_Written request_.
Please print every line from the one containing "Could you indicate the building facade" through the last line of the records below, exactly as written and nothing more.

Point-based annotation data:
•••••

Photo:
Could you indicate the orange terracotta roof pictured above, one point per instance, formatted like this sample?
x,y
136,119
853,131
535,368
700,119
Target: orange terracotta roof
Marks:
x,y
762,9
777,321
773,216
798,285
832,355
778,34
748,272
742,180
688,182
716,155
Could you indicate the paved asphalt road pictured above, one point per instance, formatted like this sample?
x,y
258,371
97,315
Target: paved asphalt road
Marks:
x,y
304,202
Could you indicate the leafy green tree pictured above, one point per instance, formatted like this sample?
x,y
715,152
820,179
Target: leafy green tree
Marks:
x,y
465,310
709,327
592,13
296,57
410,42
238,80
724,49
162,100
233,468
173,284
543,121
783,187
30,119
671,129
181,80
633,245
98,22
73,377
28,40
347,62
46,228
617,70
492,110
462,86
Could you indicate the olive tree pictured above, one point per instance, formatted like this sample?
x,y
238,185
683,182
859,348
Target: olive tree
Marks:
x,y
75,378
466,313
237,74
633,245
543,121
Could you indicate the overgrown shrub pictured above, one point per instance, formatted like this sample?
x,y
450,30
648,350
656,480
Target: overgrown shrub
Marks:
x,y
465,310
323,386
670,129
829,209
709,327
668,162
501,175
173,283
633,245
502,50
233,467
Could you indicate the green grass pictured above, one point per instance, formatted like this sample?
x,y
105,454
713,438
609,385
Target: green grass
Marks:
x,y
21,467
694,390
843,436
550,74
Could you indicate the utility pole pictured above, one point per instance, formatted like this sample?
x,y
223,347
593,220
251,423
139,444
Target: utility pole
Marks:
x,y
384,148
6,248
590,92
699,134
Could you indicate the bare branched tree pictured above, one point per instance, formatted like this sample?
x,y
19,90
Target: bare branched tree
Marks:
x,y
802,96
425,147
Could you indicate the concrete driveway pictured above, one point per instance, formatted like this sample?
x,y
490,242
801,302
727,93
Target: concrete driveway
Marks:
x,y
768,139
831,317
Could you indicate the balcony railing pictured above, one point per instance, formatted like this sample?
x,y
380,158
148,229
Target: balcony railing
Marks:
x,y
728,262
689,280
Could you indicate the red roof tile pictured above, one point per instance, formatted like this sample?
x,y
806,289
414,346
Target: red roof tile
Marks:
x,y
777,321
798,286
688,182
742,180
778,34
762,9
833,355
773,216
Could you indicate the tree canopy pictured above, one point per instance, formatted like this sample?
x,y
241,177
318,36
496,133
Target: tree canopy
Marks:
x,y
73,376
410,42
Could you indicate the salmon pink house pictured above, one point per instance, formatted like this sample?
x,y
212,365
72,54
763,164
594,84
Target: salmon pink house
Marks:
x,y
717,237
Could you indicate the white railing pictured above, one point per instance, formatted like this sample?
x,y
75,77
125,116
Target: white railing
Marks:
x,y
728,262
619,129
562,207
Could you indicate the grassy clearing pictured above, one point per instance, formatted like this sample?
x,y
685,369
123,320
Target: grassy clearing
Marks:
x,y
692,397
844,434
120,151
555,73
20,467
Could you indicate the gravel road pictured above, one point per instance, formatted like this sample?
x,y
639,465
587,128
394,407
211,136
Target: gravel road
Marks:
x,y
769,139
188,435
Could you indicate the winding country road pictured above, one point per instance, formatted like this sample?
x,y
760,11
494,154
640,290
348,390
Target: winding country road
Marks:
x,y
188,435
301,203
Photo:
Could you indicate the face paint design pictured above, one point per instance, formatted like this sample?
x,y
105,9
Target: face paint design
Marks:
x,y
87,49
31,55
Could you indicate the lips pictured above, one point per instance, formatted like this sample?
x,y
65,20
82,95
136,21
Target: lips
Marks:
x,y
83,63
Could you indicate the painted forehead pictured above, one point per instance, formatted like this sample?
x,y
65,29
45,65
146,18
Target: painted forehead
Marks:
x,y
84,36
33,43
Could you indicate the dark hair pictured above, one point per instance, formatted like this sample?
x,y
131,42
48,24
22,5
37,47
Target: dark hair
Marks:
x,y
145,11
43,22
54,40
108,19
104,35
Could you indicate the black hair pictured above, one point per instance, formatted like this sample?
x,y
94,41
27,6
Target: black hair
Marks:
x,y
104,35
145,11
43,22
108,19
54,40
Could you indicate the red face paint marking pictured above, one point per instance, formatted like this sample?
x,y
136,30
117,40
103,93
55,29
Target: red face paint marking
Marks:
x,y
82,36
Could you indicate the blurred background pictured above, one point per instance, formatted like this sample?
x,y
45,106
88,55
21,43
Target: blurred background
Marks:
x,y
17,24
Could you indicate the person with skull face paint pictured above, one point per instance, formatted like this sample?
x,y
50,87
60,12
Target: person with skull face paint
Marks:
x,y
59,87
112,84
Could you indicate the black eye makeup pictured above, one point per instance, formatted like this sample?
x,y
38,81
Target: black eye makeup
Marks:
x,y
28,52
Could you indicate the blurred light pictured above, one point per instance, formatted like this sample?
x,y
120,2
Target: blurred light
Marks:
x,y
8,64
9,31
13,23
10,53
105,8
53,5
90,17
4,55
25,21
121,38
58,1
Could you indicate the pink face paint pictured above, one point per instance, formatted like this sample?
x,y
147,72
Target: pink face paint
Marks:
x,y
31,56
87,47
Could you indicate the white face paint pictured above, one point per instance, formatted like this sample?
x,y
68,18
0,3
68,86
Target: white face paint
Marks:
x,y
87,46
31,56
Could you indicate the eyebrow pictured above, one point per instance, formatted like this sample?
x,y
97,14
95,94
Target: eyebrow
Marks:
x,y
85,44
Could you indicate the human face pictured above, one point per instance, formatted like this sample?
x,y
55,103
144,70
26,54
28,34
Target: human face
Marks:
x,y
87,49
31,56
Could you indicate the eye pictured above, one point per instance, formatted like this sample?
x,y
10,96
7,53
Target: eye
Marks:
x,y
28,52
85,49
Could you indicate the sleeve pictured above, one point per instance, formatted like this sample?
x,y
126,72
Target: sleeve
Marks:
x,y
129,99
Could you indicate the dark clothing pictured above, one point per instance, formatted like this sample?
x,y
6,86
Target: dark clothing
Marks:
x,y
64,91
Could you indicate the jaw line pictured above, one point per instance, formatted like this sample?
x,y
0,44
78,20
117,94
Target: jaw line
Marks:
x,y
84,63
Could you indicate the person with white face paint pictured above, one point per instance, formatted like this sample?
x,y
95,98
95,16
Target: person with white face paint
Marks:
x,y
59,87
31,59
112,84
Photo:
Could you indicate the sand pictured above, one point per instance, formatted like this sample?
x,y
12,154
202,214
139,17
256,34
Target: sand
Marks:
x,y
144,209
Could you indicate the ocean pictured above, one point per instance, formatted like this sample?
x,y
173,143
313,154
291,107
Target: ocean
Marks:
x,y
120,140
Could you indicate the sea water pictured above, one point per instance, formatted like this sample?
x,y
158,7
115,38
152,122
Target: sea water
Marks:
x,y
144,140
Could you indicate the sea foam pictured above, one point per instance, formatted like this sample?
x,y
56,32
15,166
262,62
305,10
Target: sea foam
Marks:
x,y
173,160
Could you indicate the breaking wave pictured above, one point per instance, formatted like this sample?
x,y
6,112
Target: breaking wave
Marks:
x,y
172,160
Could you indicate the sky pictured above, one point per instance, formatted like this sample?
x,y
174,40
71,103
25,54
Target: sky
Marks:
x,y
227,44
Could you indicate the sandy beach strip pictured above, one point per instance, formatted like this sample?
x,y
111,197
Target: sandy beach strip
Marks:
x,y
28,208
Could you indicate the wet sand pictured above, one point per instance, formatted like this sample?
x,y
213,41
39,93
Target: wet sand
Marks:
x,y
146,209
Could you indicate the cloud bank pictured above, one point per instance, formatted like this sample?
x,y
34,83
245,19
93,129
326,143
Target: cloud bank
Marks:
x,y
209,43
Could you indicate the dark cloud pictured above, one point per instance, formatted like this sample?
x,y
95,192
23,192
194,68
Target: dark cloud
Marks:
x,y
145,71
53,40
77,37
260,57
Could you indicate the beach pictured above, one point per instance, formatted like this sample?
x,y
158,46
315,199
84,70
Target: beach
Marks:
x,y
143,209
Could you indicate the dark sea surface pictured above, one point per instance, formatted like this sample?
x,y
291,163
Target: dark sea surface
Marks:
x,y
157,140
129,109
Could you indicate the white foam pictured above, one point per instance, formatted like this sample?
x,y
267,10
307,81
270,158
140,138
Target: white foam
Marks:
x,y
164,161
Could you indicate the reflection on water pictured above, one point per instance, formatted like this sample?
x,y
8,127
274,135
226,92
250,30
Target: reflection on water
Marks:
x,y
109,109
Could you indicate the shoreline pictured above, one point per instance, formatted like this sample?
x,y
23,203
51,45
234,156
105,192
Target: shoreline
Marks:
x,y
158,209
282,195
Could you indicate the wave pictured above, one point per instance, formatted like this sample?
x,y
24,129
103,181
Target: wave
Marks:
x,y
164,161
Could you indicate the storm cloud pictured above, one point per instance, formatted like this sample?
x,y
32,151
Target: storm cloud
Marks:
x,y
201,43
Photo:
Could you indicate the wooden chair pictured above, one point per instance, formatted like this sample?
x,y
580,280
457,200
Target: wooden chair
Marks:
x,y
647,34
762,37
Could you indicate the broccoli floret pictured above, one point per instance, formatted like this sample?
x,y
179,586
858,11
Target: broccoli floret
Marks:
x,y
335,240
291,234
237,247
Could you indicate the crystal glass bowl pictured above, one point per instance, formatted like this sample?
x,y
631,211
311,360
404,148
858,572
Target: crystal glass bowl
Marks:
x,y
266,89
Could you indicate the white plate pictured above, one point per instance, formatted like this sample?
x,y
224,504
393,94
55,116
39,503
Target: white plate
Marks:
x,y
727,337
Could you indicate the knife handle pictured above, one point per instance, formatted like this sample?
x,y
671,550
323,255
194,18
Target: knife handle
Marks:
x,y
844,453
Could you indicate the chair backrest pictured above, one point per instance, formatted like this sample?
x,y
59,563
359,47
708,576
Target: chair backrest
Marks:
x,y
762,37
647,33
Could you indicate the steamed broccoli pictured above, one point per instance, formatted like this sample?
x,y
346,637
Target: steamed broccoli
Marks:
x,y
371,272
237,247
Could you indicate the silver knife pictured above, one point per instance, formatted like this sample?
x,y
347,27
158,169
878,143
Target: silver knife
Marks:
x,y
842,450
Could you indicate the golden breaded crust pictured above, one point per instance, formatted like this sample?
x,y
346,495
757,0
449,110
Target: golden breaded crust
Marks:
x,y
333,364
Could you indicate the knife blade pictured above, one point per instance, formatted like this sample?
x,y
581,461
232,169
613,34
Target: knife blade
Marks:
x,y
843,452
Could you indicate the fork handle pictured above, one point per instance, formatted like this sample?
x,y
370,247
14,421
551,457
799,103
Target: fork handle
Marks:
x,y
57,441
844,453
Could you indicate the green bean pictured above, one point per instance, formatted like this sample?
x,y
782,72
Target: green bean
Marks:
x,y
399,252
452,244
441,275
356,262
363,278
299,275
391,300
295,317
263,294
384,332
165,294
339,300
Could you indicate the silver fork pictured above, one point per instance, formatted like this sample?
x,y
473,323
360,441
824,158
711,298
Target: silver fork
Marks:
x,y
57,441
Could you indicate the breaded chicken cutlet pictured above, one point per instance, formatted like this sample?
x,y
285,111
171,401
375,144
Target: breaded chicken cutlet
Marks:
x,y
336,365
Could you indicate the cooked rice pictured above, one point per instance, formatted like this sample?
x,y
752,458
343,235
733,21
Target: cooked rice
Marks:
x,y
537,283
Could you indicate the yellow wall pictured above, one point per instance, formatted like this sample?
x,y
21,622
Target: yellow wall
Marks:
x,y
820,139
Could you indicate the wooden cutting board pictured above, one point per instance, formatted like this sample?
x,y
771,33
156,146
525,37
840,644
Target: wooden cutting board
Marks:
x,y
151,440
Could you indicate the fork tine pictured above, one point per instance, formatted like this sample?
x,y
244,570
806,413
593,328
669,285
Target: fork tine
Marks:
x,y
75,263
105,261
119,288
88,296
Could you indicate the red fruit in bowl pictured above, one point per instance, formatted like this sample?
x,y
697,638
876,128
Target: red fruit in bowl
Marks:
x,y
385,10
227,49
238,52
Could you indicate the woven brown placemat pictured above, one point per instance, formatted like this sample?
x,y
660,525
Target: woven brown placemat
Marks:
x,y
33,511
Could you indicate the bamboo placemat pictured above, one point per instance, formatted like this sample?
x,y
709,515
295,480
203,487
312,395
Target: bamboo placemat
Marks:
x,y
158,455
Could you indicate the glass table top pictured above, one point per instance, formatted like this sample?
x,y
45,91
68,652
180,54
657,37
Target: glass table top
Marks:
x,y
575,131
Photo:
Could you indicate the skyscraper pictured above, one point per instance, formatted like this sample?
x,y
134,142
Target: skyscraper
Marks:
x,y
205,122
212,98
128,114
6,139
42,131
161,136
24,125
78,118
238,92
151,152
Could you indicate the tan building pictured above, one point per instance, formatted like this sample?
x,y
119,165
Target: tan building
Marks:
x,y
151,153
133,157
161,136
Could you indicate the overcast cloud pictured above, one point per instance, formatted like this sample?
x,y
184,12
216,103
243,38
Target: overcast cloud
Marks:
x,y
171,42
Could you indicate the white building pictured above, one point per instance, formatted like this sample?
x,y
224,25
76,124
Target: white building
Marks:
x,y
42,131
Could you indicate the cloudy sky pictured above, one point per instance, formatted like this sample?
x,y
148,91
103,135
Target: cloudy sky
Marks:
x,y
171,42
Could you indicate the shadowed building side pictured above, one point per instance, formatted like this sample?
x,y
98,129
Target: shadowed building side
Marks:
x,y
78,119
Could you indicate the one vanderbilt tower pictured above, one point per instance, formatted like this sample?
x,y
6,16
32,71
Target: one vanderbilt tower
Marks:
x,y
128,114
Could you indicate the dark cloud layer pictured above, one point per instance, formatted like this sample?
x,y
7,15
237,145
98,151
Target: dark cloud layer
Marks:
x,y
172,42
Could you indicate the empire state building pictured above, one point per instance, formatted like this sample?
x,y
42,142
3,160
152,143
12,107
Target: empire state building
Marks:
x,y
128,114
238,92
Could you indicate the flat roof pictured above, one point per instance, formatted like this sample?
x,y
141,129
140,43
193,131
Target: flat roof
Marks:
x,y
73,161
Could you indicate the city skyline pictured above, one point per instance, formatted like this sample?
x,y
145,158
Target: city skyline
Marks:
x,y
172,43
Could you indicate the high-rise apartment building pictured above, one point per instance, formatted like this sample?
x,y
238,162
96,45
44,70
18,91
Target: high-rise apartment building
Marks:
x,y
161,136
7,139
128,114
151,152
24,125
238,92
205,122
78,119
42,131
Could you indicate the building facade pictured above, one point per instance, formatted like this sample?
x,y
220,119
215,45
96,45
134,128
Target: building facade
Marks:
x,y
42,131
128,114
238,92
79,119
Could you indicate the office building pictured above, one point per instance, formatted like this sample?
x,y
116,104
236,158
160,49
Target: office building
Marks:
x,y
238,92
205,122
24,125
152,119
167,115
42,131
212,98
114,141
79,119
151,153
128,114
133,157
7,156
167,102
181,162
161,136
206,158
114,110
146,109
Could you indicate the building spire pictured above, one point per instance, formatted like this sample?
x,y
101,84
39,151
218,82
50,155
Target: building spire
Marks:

•••••

_Response_.
Could you indicate the building facade pictured above, one point per instance, formatted like this sample?
x,y
220,119
215,45
96,45
134,128
Target: building facade
Marks:
x,y
42,131
128,114
238,92
79,119
Could you indicate the office building pictured above, one point per instance, formatted like this sample?
x,y
116,104
236,158
160,49
Target: office building
Marks:
x,y
238,92
205,122
24,125
152,119
167,115
42,131
212,98
114,141
79,119
151,153
128,114
133,157
7,156
167,102
181,162
161,136
206,158
114,110
146,109
Could you indicate the building spire pictured above, one point per instance, formatted like this sample?
x,y
101,84
39,151
218,82
50,155
Target: building spire
Marks:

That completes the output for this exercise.